Directions for this task:
In the data below, how many lines contain the string "black"? Case counts, so reply with the number alone.

Dataset rows:
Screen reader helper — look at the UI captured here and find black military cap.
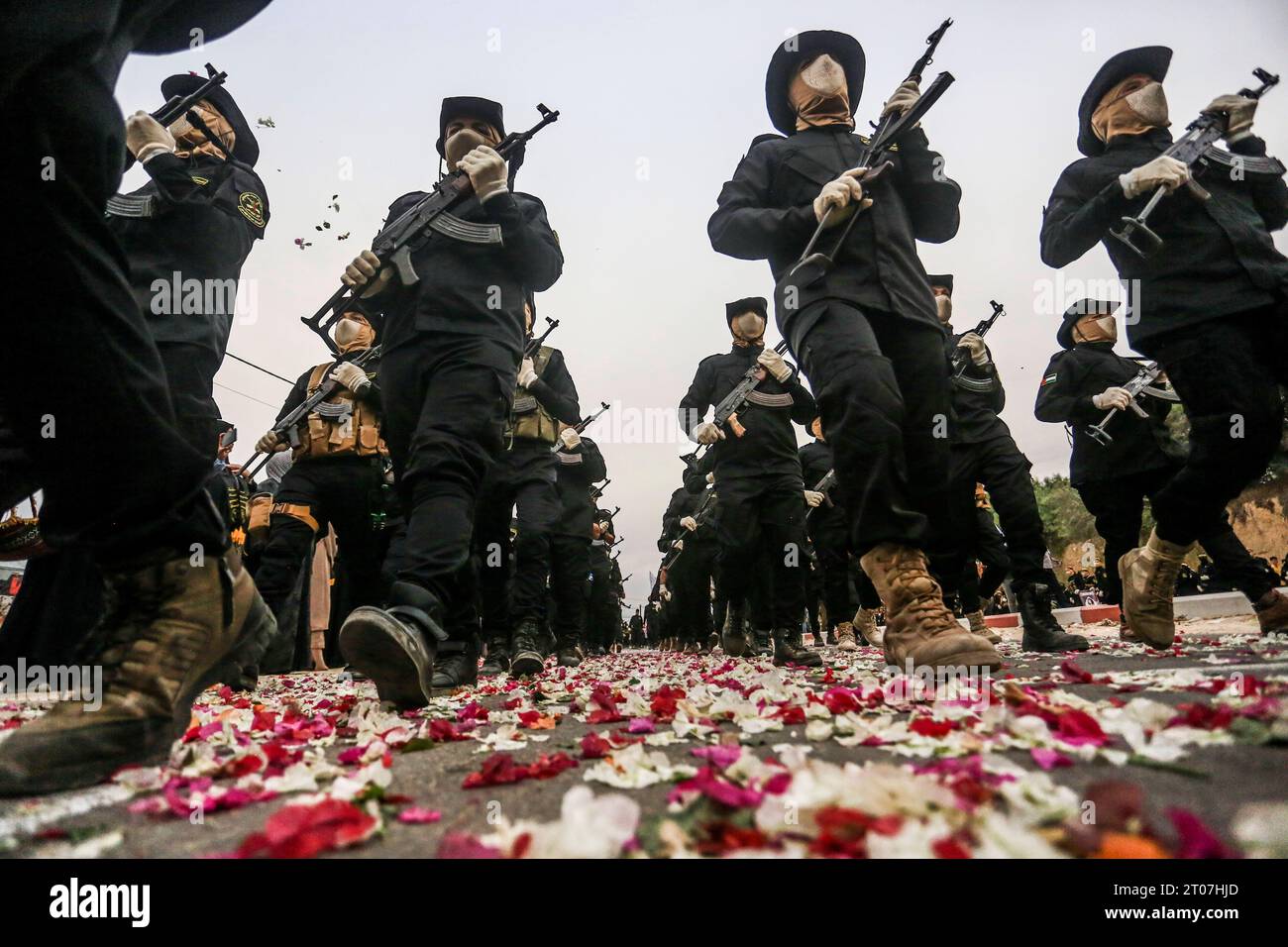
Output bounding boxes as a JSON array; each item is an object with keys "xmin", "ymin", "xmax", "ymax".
[
  {"xmin": 1078, "ymin": 47, "xmax": 1172, "ymax": 158},
  {"xmin": 434, "ymin": 95, "xmax": 505, "ymax": 155},
  {"xmin": 161, "ymin": 72, "xmax": 259, "ymax": 167},
  {"xmin": 725, "ymin": 296, "xmax": 769, "ymax": 326},
  {"xmin": 765, "ymin": 30, "xmax": 867, "ymax": 136},
  {"xmin": 1055, "ymin": 299, "xmax": 1121, "ymax": 349},
  {"xmin": 926, "ymin": 273, "xmax": 953, "ymax": 296}
]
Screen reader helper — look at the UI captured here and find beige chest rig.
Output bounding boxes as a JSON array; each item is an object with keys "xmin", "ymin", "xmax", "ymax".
[
  {"xmin": 505, "ymin": 346, "xmax": 559, "ymax": 445},
  {"xmin": 292, "ymin": 362, "xmax": 389, "ymax": 460}
]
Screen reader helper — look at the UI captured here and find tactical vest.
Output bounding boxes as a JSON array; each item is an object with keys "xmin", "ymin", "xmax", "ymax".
[
  {"xmin": 505, "ymin": 346, "xmax": 559, "ymax": 445},
  {"xmin": 292, "ymin": 362, "xmax": 389, "ymax": 460}
]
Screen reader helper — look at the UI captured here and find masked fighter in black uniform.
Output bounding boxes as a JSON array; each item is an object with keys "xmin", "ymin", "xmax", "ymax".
[
  {"xmin": 340, "ymin": 97, "xmax": 563, "ymax": 707},
  {"xmin": 680, "ymin": 296, "xmax": 820, "ymax": 665},
  {"xmin": 707, "ymin": 31, "xmax": 1001, "ymax": 668},
  {"xmin": 1042, "ymin": 47, "xmax": 1288, "ymax": 647}
]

Output of the task:
2